| Page |
Let’s get serious here. I can find a number of quotes from LDS leaders who mock the historicity or accuracy of the Bible, which Bible-believing Christians hold sacred as the Word of God. But, in order to be fair, should we really have shown how Mormon leaders “paint a positive picture of the Bible and its place within the LDS Church”? Does this sound like double-speak? The very foundation of the Mormon Church is based on the apostasy and the loss of priesthood authority. The Bible could not be trusted, these leaders said, because it was not completely reliable. It took Joseph Smith and the founding of the LDS Church in 1830 to restore this authority. Even the very book “translated” by Smith and published in 1830—the Book of Mormon—has a verse in it that states that only fools trust in the Bible alone.

McGuire points to the high school seminary program that LDS teens take, including two years of Bible study. This is very admirable, and many Christian churches could benefit from observing how the Mormon Church teaches its teens. (He later rightly points out how a Barna survey from 2001 revealed that more Mormons than Protestants read the Bible in a typical week. Unfortunately, it is true that many Protestants are clueless when it comes to the importance of staying in God’s Word!)

However, many other religions besides those in Christianity emphasize and even study the Bible. For instance, Muslims are known to be readers of the Bible. They agree with it when it is in line with the Koran and the Islamic presuppositions. But when the Bible contradicts either one of these ideas, the Muslim claims that the Bible is corrupt and cannot be trusted. A Muslim, like a Mormon, has to say that the Bible must be mistranslated or, as we learned above, mishandled in the transmission process. Yet if the Bible is misinterpreted by a person, then the interpretation is not valid, not the book itself. As 2 Timothy 2:15 says, “Study to show thyself approved unto God, a workman that needeth not to be ashamed, rightly dividing the word of truth.”

McGuire then points out that the following: “In 1979, the Church produced its own King James Bible, complete with a set of footnotes and cross references, as well as translational notes and study helps. Prior to this publication, the Church purchased most of its King James Bibles from Cambridge University Press. Does this sound like an organization that is using the Bible merely as a public relations gimmick? If so, millions of members were never told. The Church and its members have a deep love and appreciation for the Word of God as found in the Bible.”

| Information shown |
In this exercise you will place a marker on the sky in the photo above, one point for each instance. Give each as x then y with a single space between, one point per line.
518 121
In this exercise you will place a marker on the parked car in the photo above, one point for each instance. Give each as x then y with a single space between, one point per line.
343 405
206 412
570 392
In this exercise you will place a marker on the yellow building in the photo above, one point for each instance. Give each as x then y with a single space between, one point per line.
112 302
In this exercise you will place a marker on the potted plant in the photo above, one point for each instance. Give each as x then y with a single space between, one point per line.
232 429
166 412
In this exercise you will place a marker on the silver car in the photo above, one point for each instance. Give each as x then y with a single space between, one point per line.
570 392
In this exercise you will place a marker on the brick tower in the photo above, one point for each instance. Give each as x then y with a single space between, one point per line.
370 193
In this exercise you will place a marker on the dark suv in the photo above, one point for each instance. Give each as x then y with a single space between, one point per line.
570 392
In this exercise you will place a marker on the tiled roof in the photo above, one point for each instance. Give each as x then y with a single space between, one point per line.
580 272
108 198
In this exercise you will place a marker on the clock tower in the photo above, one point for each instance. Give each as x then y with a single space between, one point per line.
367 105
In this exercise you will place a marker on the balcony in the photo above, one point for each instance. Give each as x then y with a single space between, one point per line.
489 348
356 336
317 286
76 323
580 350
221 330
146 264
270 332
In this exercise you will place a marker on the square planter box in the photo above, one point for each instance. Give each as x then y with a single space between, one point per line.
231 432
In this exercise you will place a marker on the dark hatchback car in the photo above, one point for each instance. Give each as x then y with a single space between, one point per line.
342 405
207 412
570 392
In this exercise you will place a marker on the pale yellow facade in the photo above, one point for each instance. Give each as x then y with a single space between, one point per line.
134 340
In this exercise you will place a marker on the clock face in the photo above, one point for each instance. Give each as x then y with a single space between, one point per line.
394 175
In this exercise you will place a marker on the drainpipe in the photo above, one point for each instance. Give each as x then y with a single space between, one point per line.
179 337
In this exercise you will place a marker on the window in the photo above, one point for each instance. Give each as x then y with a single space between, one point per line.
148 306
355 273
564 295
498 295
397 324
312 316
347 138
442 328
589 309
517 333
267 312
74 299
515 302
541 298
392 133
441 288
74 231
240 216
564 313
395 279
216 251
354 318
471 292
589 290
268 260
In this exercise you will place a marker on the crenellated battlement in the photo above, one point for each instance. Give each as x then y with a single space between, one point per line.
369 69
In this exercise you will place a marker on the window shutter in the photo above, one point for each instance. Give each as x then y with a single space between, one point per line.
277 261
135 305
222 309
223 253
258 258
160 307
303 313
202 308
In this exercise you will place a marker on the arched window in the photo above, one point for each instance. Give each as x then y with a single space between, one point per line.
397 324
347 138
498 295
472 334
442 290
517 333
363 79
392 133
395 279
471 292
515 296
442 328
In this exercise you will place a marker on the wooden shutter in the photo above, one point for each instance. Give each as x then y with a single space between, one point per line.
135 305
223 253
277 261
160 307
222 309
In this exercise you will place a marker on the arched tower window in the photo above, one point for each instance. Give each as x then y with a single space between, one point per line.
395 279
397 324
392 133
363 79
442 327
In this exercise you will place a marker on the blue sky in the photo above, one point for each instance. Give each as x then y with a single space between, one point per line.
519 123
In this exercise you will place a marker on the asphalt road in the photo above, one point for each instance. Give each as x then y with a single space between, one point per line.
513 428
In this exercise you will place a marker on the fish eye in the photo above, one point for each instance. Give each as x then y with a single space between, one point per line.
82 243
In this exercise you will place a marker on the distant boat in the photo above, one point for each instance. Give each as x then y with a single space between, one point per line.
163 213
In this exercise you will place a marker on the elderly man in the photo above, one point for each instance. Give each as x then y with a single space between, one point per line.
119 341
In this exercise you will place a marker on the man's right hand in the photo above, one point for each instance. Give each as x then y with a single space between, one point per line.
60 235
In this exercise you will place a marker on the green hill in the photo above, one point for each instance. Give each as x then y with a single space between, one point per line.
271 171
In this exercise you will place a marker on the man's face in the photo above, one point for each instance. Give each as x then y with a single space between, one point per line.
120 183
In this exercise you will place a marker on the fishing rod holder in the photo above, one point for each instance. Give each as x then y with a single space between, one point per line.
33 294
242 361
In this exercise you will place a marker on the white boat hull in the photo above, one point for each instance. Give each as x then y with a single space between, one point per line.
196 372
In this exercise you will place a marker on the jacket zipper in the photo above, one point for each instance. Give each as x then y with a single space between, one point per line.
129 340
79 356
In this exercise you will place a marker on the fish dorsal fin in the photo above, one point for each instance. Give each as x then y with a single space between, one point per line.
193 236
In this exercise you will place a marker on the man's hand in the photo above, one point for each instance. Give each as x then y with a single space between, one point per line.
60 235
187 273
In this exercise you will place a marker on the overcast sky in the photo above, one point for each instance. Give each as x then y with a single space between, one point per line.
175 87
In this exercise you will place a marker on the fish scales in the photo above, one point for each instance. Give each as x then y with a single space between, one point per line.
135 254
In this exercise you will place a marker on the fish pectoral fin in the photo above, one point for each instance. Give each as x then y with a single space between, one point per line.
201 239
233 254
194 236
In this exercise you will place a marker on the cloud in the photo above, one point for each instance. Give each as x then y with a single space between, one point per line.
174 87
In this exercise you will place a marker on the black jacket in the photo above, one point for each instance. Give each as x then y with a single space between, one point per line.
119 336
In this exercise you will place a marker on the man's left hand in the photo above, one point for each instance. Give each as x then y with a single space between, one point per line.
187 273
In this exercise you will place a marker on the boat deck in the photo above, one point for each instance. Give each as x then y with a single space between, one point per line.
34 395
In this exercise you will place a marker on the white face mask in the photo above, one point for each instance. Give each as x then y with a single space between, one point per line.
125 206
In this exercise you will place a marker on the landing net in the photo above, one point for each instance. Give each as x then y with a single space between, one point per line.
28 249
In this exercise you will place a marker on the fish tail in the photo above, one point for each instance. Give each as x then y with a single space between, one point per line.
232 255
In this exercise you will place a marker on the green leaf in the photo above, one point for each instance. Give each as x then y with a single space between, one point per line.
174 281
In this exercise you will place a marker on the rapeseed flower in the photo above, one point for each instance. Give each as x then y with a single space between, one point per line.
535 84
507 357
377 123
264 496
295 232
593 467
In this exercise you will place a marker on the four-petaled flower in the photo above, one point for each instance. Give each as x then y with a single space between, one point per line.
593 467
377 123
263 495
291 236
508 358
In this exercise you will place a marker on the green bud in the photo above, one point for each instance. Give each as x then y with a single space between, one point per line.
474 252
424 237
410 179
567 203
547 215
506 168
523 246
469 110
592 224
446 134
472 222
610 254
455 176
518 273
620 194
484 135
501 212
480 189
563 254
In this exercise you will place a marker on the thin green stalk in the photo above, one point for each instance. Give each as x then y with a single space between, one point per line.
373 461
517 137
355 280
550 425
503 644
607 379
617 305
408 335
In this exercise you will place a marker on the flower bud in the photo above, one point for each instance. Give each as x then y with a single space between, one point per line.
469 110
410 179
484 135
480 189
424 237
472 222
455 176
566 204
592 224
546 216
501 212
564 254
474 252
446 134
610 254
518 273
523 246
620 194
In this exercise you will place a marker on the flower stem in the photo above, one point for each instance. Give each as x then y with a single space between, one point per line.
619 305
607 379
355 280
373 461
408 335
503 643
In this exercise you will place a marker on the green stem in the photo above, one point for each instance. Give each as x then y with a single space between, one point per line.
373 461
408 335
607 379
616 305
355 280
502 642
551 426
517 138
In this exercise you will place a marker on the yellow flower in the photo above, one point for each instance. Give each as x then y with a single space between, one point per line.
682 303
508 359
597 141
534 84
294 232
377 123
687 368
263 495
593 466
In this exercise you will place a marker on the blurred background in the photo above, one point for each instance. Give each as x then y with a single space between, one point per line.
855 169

| Requests |
a: Transcribe the passage on Mormonism and the Bible, starting at "McGuire points to" and ending at "in God’s Word!)".
b: For each statement, say whether it agrees with the passage on Mormonism and the Bible, answering yes or no and quoting the deciding words from the passage: (i) The Book of Mormon was published in 1830. (ii) The 2001 Barna survey found that more Protestants than Mormons read the Bible in a typical week. (iii) Before 1979, the Church bought most of its King James Bibles from Oxford University Press.
c: Write the next part of the passage on Mormonism and the Bible, picking up after its final sentence.

| Expected answers |
a:
McGuire points to the high school seminary program that LDS teens take, including two years of Bible study. This is very admirable, and many Christian churches could benefit from observing how the Mormon Church teaches its teens. (He later rightly points out how a Barna survey from 2001 revealed that more Mormons than Protestants read the Bible in a typical week. Unfortunately, it is true that many Protestants are clueless when it comes to the importance of staying in God’s Word!)

b:
(i) Yes: "published in 1830—the Book of Mormon"
(ii) No: "more Mormons than Protestants read the Bible in a typical week"
(iii) No: "the Church purchased most of its King James Bibles from Cambridge University Press"

c:
This is all well and good, but as I mentioned above, there have been too many times when I have quoted a particular Bible passage only to be told by the Mormon that it must not be “translated properly.” By using the Bible, the LDS Church is able to retain a claim to legitimacy. It makes Mormonism sound “Christian.” But not telling potential converts that their other three scriptures are more pure than the Bible is just not ethical. For McGuire to try to make it look like the LDS Church should be commended for producing its own Bible—with LDS Church notes, even!—while casting doubt on the trustworthiness of the very biblical text handed down (i.e. bringing up two versions of Isaiah or the Johanine Comma) is disingenuous at best and, at worst, deceptive.

McGuire tries to quibble when he writes, “…over the course of the next two years, every member of the Church is asked to read and study the entire text of the Bible as part of the Church’s Sunday School curriculum. Asked by whom? By the leaders of the LDS Church.” We did not say that Mormons don’t use or ever study their Bibles. I have no problem in saying that I believe many Mormons have a high respect for the Bible and even study it for truth on a regular basis, such as in the seminary classes. This is not the issue. Rather, based on the amazing evidence we have in the veracity of the biblical text, the question is whether or not the Bible—the one we have today—can be trusted. Does the Mormon consider the Bible to be fully authoritative, especially when it contracts the other three LDS scriptures? My experience shows that the answer is no.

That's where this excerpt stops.